§ SUPPLIED RECORDS:

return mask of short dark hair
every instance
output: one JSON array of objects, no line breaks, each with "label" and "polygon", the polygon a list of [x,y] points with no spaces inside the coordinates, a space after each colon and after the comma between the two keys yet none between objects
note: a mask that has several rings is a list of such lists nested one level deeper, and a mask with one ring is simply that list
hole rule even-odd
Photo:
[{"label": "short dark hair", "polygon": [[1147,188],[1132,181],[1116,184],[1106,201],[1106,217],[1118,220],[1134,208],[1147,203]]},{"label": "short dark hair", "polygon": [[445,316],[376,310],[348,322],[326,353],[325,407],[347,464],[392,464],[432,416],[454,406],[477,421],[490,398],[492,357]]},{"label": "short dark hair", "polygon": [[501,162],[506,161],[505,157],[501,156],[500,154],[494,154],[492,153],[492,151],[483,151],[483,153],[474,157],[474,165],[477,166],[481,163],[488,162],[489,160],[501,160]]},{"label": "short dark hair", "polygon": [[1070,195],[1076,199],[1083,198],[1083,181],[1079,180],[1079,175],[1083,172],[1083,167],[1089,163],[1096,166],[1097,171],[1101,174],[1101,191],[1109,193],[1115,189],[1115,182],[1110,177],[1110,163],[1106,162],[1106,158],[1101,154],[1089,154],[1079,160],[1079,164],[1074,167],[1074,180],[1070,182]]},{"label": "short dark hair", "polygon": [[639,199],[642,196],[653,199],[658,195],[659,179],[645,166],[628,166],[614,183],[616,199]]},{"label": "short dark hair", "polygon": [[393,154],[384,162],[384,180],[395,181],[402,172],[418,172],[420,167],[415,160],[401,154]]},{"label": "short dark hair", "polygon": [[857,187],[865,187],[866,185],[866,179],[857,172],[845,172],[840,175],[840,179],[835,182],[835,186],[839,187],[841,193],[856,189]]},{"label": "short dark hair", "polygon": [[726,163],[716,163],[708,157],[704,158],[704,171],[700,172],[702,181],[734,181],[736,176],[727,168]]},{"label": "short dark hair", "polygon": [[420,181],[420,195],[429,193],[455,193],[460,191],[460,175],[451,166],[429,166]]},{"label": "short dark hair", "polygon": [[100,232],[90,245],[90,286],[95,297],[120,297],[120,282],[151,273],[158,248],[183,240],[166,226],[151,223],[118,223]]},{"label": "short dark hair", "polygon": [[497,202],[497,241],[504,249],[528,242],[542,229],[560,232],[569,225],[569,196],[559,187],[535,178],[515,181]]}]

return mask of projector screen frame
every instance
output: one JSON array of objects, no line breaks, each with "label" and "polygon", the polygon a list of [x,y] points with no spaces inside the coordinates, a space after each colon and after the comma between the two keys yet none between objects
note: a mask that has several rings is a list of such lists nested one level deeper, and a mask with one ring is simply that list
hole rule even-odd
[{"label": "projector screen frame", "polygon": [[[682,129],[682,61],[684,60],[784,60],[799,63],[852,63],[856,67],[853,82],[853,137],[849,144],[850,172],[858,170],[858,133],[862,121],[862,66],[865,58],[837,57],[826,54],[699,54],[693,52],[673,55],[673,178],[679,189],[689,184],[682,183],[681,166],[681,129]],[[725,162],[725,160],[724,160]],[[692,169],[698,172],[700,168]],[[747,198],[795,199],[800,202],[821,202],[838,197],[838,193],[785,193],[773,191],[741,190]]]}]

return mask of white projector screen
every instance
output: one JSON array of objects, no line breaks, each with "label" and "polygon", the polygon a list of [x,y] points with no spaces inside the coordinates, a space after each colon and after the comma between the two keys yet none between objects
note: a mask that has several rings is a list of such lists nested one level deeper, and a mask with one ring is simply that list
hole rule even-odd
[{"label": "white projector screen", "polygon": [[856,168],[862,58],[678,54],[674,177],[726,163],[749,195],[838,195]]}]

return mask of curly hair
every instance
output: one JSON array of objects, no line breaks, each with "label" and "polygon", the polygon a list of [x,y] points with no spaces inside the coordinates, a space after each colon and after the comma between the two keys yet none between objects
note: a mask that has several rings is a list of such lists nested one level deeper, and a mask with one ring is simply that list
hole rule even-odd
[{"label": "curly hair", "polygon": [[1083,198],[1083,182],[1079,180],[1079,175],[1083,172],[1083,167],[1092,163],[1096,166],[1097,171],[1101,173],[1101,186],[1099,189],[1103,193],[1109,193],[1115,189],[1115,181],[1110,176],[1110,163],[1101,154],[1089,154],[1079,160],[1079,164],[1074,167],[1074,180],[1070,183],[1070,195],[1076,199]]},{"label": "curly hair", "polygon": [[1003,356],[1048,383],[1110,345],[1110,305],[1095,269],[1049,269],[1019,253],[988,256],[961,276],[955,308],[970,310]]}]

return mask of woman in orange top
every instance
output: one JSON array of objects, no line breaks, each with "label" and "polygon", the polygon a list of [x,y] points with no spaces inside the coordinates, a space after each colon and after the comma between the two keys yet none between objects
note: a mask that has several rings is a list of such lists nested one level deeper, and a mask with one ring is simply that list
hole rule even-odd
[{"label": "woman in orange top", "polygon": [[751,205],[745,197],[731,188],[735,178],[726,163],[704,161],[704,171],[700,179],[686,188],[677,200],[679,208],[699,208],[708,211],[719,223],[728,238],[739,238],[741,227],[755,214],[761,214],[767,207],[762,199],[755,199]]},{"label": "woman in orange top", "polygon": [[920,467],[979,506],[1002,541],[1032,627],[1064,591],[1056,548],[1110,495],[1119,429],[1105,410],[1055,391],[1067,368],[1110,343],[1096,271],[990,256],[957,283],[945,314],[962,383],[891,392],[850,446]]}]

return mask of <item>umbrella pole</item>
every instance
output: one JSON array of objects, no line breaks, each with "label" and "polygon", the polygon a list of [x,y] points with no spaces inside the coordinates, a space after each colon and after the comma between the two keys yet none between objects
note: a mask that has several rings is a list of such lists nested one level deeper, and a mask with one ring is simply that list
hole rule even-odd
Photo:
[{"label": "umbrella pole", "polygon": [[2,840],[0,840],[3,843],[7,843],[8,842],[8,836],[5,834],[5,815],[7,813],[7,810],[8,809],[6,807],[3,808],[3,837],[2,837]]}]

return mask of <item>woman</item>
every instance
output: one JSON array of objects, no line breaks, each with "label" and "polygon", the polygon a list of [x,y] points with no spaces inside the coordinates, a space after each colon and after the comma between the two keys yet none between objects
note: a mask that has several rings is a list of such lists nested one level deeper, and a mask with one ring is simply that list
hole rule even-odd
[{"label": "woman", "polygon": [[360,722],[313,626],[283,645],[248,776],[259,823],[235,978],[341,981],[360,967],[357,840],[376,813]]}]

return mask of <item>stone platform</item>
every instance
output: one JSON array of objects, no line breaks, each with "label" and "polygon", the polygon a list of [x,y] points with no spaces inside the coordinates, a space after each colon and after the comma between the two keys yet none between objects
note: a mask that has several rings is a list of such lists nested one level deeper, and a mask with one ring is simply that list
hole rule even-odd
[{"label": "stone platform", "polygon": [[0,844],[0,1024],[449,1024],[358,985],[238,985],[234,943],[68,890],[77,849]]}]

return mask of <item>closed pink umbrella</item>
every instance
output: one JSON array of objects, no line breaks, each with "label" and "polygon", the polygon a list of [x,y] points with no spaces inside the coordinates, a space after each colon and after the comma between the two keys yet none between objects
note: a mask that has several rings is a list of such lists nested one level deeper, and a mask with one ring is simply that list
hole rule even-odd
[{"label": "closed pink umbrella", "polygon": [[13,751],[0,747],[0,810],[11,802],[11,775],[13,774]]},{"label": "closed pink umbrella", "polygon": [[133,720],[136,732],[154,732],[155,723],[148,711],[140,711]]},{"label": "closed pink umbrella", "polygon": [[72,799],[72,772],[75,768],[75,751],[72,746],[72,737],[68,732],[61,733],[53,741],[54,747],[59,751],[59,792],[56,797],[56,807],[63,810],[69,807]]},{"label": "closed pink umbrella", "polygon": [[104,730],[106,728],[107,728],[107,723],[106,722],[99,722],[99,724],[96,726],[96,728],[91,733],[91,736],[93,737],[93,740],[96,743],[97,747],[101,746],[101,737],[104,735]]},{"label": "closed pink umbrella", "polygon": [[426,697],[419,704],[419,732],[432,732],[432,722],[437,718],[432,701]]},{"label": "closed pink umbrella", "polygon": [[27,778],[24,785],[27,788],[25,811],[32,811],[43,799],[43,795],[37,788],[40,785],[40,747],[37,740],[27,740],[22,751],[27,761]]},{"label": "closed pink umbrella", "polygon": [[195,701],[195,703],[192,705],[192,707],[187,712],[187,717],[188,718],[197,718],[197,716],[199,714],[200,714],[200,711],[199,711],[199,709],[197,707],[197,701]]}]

§ WHAT TO DO:
Among the lines of the listing above, which ones hold "item"? Copy them.

§ REPLY:
return mask of <item>umbrella pole</item>
return mask of <item>woman</item>
return mask of <item>stone platform</item>
return mask of <item>closed pink umbrella</item>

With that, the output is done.